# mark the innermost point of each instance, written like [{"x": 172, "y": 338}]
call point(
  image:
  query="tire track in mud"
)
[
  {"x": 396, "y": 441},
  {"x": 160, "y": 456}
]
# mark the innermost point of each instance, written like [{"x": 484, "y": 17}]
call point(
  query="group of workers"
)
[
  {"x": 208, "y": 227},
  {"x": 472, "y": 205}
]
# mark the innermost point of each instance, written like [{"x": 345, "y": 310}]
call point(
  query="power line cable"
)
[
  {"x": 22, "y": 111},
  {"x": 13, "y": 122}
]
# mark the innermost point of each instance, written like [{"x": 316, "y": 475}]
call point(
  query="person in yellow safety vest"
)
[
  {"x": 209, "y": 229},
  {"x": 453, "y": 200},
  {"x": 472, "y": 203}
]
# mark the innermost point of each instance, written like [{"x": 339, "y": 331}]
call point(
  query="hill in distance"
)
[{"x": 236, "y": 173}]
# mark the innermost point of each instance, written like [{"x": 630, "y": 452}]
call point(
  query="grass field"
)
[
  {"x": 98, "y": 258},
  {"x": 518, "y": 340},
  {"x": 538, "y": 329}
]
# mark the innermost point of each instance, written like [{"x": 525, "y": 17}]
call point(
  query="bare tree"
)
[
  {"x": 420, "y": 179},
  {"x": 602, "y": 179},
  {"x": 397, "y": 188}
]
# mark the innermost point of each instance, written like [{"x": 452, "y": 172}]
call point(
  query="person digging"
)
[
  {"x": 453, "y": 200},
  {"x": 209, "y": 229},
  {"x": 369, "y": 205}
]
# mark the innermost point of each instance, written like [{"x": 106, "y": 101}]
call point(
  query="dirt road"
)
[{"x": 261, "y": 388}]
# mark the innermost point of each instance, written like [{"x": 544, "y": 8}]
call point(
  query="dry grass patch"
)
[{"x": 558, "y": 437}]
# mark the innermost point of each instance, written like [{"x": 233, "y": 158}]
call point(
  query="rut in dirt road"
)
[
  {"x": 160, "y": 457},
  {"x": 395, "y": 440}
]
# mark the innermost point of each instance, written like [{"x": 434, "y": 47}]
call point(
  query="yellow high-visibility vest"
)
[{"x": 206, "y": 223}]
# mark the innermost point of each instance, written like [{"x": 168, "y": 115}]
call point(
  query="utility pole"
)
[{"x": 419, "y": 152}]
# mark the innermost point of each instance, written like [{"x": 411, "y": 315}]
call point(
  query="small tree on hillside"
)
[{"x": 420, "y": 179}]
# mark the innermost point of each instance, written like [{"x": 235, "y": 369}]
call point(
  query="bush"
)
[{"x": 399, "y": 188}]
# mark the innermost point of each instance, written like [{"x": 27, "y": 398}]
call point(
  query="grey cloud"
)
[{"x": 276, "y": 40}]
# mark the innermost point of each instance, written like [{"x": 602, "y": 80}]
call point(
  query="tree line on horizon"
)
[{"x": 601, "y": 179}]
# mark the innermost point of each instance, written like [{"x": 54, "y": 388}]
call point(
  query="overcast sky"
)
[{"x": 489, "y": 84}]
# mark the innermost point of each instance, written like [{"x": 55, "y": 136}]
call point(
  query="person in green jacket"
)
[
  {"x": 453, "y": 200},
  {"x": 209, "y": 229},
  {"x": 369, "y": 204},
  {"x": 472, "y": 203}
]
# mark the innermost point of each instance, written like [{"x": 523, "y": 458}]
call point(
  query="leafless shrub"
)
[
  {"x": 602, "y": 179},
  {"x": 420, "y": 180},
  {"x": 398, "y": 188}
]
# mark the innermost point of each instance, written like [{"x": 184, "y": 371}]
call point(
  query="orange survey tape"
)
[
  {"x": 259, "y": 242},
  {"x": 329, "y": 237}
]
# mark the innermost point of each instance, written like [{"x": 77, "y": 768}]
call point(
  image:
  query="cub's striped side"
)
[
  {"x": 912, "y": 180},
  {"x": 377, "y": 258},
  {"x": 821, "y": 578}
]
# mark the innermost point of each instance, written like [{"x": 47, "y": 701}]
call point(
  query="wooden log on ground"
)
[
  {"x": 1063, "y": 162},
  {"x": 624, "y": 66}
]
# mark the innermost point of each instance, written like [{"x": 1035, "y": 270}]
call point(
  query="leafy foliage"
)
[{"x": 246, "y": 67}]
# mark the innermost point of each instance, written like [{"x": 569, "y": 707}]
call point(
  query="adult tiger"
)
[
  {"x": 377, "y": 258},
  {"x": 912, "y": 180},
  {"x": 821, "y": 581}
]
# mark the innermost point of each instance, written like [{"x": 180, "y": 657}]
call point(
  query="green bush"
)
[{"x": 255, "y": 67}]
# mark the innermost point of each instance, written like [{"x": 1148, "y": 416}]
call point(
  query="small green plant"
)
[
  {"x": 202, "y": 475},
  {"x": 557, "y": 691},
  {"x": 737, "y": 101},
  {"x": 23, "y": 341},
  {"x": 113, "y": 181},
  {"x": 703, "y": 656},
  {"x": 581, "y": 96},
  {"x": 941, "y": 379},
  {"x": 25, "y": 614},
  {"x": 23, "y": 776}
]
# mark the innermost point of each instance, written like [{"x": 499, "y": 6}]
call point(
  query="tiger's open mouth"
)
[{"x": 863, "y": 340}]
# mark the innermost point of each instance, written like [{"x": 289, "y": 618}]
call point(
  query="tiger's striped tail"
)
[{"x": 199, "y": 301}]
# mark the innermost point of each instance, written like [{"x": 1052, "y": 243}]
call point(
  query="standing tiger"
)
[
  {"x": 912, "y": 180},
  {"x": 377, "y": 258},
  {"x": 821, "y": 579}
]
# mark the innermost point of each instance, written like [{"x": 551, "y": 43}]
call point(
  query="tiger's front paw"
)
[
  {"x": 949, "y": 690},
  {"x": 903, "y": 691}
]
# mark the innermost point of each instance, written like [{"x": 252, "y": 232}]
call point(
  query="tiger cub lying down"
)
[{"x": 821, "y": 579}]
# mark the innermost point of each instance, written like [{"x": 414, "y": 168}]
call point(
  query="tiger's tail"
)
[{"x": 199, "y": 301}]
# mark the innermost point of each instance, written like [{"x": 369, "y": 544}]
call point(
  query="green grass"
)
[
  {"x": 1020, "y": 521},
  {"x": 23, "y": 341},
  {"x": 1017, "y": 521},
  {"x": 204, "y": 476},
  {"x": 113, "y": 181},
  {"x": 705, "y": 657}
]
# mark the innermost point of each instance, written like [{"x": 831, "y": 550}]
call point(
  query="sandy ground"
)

**Required work:** All records shown above need to be written out again verbatim.

**Written response:**
# mark the innermost point of each instance, written like [{"x": 172, "y": 338}]
call point(
  image:
  query="tire track in mud"
)
[
  {"x": 396, "y": 441},
  {"x": 160, "y": 456}
]
# mark the innermost point of each instance, written like [{"x": 484, "y": 17}]
call point(
  query="group of workers"
)
[
  {"x": 208, "y": 227},
  {"x": 472, "y": 205}
]
# mark the innermost point of each instance, written like [{"x": 345, "y": 310}]
call point(
  query="power line cable"
)
[
  {"x": 22, "y": 111},
  {"x": 13, "y": 122}
]
# mark the innermost point of each instance, written like [{"x": 316, "y": 475}]
call point(
  query="person in yellow safety vest"
)
[
  {"x": 209, "y": 229},
  {"x": 453, "y": 200},
  {"x": 472, "y": 203}
]
# mark the innermost point of each instance, written like [{"x": 339, "y": 331}]
call point(
  query="hill in distance"
)
[{"x": 236, "y": 173}]
# mark the innermost point of each instance, written like [{"x": 630, "y": 452}]
call point(
  query="grass field"
)
[
  {"x": 98, "y": 258},
  {"x": 518, "y": 340},
  {"x": 538, "y": 329}
]
# mark the innermost point of each instance, written like [{"x": 525, "y": 17}]
call point(
  query="bare tree"
)
[
  {"x": 420, "y": 179},
  {"x": 602, "y": 179},
  {"x": 397, "y": 188}
]
# mark the innermost point of each instance, written like [{"x": 452, "y": 172}]
call point(
  query="person digging"
)
[
  {"x": 453, "y": 200},
  {"x": 209, "y": 229},
  {"x": 369, "y": 205}
]
# mark the innermost point of each instance, written like [{"x": 106, "y": 101}]
call point(
  query="dirt road"
)
[{"x": 261, "y": 388}]
# mark the innermost point of each instance, written like [{"x": 544, "y": 8}]
call point(
  query="dry grass patch"
)
[{"x": 558, "y": 437}]
# mark the innermost point of each instance, written like [{"x": 233, "y": 158}]
call point(
  query="rut in dirt road"
)
[
  {"x": 160, "y": 457},
  {"x": 395, "y": 440}
]
# mark the innermost point of each instance, written like [{"x": 434, "y": 47}]
call point(
  query="yellow high-visibility vest"
)
[{"x": 206, "y": 223}]
# mark the innermost point of each instance, written like [{"x": 168, "y": 115}]
call point(
  query="utility pole"
)
[{"x": 419, "y": 152}]
# mark the innermost point of each instance, written like [{"x": 411, "y": 315}]
call point(
  query="small tree on hillside"
)
[{"x": 420, "y": 179}]
# mark the innermost point of each instance, written like [{"x": 235, "y": 369}]
call point(
  query="bush"
)
[{"x": 399, "y": 188}]
# mark the innermost point of each instance, written like [{"x": 27, "y": 398}]
call point(
  query="grey cloud"
)
[{"x": 276, "y": 40}]
# mark the innermost point of each instance, written like [{"x": 602, "y": 80}]
call point(
  query="tree line on horizon"
)
[{"x": 601, "y": 179}]
# mark the innermost point of each instance, written like [{"x": 54, "y": 388}]
call point(
  query="overcast sky"
)
[{"x": 489, "y": 84}]
# mark the innermost point of each instance, written like [{"x": 55, "y": 136}]
call point(
  query="person in green jacket"
)
[
  {"x": 453, "y": 200},
  {"x": 209, "y": 229},
  {"x": 369, "y": 204},
  {"x": 472, "y": 203}
]
# mark the innermost point of each instance, written like [{"x": 523, "y": 458}]
call point(
  query="leafless shrub"
)
[
  {"x": 602, "y": 179},
  {"x": 420, "y": 180},
  {"x": 398, "y": 188}
]
# mark the innermost point of each instance, written like [{"x": 184, "y": 371}]
call point(
  query="orange survey tape"
)
[
  {"x": 259, "y": 242},
  {"x": 329, "y": 237}
]
# mark the innermost point of each instance, written like [{"x": 77, "y": 768}]
call point(
  image:
  query="cub's striped side"
)
[
  {"x": 912, "y": 180},
  {"x": 377, "y": 258},
  {"x": 821, "y": 578}
]
# mark the innermost point of each instance, written like [{"x": 47, "y": 701}]
call point(
  query="wooden log on ground"
)
[
  {"x": 1063, "y": 162},
  {"x": 624, "y": 66}
]
# mark the innermost point of each instance, written like [{"x": 1035, "y": 270}]
call point(
  query="leafy foliage"
)
[{"x": 246, "y": 67}]
# mark the innermost point of each instance, written like [{"x": 569, "y": 707}]
call point(
  query="adult tiger"
)
[
  {"x": 377, "y": 258},
  {"x": 912, "y": 180},
  {"x": 821, "y": 581}
]
# mark the innermost point of each instance, written like [{"x": 180, "y": 657}]
call point(
  query="green bush"
)
[{"x": 255, "y": 67}]
# mark the innermost point of each instance, written like [{"x": 1148, "y": 416}]
call point(
  query="small green plant"
)
[
  {"x": 202, "y": 475},
  {"x": 557, "y": 691},
  {"x": 737, "y": 101},
  {"x": 23, "y": 341},
  {"x": 113, "y": 181},
  {"x": 703, "y": 656},
  {"x": 581, "y": 96},
  {"x": 941, "y": 379},
  {"x": 25, "y": 614},
  {"x": 23, "y": 776}
]
# mark the innermost point of each instance, written like [{"x": 499, "y": 6}]
call point(
  query="tiger's open mouth"
)
[{"x": 863, "y": 340}]
# mark the innermost point of each instance, written like [{"x": 289, "y": 618}]
call point(
  query="tiger's striped tail"
)
[{"x": 199, "y": 301}]
# mark the innermost point of each instance, written like [{"x": 1052, "y": 243}]
call point(
  query="standing tiger"
)
[
  {"x": 912, "y": 180},
  {"x": 377, "y": 258},
  {"x": 821, "y": 579}
]
# mark the innermost point of each instance, written like [{"x": 551, "y": 43}]
call point(
  query="tiger's front paw"
)
[
  {"x": 949, "y": 690},
  {"x": 903, "y": 691}
]
# mark the innermost point of each instance, written like [{"x": 252, "y": 232}]
call point(
  query="tiger cub lying down"
)
[{"x": 821, "y": 579}]
# mark the innermost point of each instance, written like [{"x": 414, "y": 168}]
call point(
  query="tiger's tail"
)
[{"x": 199, "y": 301}]
# mark the innermost point of each instance, written like [{"x": 369, "y": 544}]
call point(
  query="green grass"
)
[
  {"x": 1020, "y": 521},
  {"x": 23, "y": 341},
  {"x": 1017, "y": 521},
  {"x": 204, "y": 476},
  {"x": 113, "y": 181},
  {"x": 705, "y": 657}
]
# mark the innermost point of each instance, written like [{"x": 831, "y": 550}]
call point(
  query="sandy ground"
)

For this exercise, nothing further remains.